OBJECTIVE =
Rewrite the listing below with every "marker" changed to "pin", keeping all other text the same. Omit the pictures from your version.

## Begin DATA LISTING

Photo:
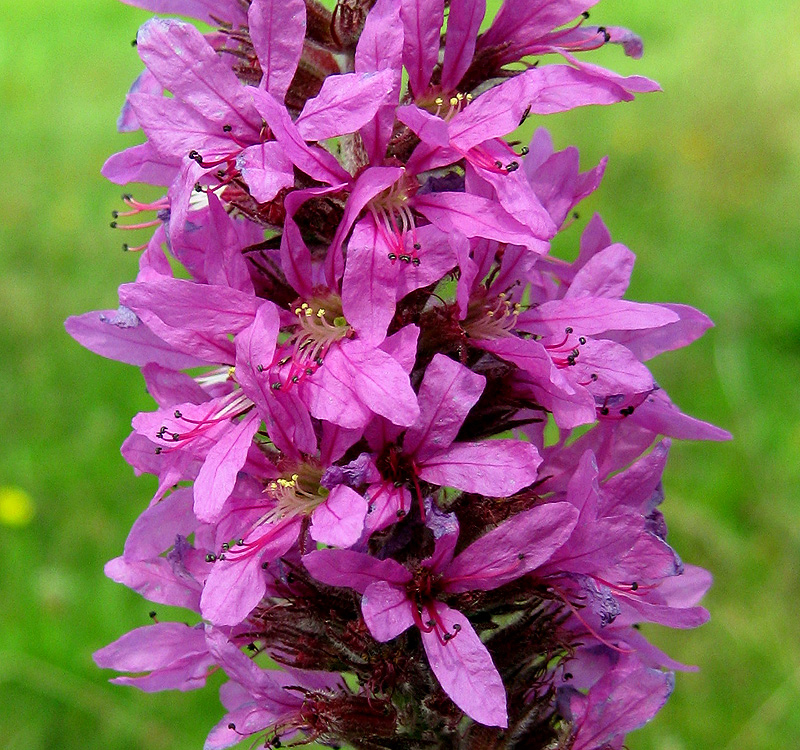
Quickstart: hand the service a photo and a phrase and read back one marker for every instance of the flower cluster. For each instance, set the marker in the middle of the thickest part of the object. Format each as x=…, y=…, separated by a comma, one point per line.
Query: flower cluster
x=417, y=462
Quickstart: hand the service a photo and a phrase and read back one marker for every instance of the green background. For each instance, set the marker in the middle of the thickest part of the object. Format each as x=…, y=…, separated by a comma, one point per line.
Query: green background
x=702, y=184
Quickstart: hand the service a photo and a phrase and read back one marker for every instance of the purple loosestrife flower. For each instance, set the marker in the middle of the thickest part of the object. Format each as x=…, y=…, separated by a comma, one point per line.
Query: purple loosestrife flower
x=356, y=338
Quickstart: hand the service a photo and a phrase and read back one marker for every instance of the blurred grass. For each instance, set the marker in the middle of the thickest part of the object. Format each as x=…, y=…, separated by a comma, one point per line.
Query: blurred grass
x=702, y=184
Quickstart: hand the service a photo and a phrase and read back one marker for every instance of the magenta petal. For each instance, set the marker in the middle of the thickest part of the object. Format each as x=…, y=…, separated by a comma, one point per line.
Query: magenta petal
x=353, y=570
x=266, y=170
x=448, y=391
x=463, y=23
x=345, y=103
x=516, y=547
x=277, y=28
x=495, y=468
x=339, y=521
x=387, y=610
x=465, y=669
x=215, y=481
x=422, y=21
x=179, y=56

## End DATA LISTING

EXERCISE SOLUTION =
Photo:
Quickstart: hand the service a photo and a phrase and read back one pin for every instance of the flower cluster. For each instance, set the pin in the middle of the thickest part of the object. Format each as x=…, y=…, separated by a comma, one point per line.
Query: flower cluster
x=417, y=462
Quickstart: hand the service a photo and a phrase and read back one pin for every instance of the green background. For each instance, set the pin in the middle of the thickest part of the object. Format each as x=…, y=…, separated by a comma, one point per line.
Query: green background
x=702, y=184
Quickstart: hand the service a photo and a phrase and read back one pin for every instance of the purple loosestrife flower. For each instance, set the pin in the middle of the thickest part of the object. Format each as x=…, y=…, separated by a comma, one point per line.
Query: purple loosestrife flower
x=356, y=338
Quickstart: hand the service a photo and a phrase and read back one pin for every instance of the blurred grass. For each instance, set the pin in the middle of the thickest part of the object. Format each as x=…, y=…, separated by a comma, one point per line.
Query: blurred grass
x=702, y=184
Quickstart: hand the service a photo and a phrase and read back one pin for every instance of the magenta petal. For each instance, set the pin in the middle of the thickest part of the object. Format each as x=…, y=…, separated by a comma, one point per line.
Query: magenta petal
x=353, y=570
x=266, y=170
x=448, y=391
x=463, y=23
x=345, y=103
x=516, y=547
x=277, y=28
x=495, y=468
x=339, y=521
x=387, y=610
x=465, y=669
x=215, y=481
x=422, y=21
x=179, y=56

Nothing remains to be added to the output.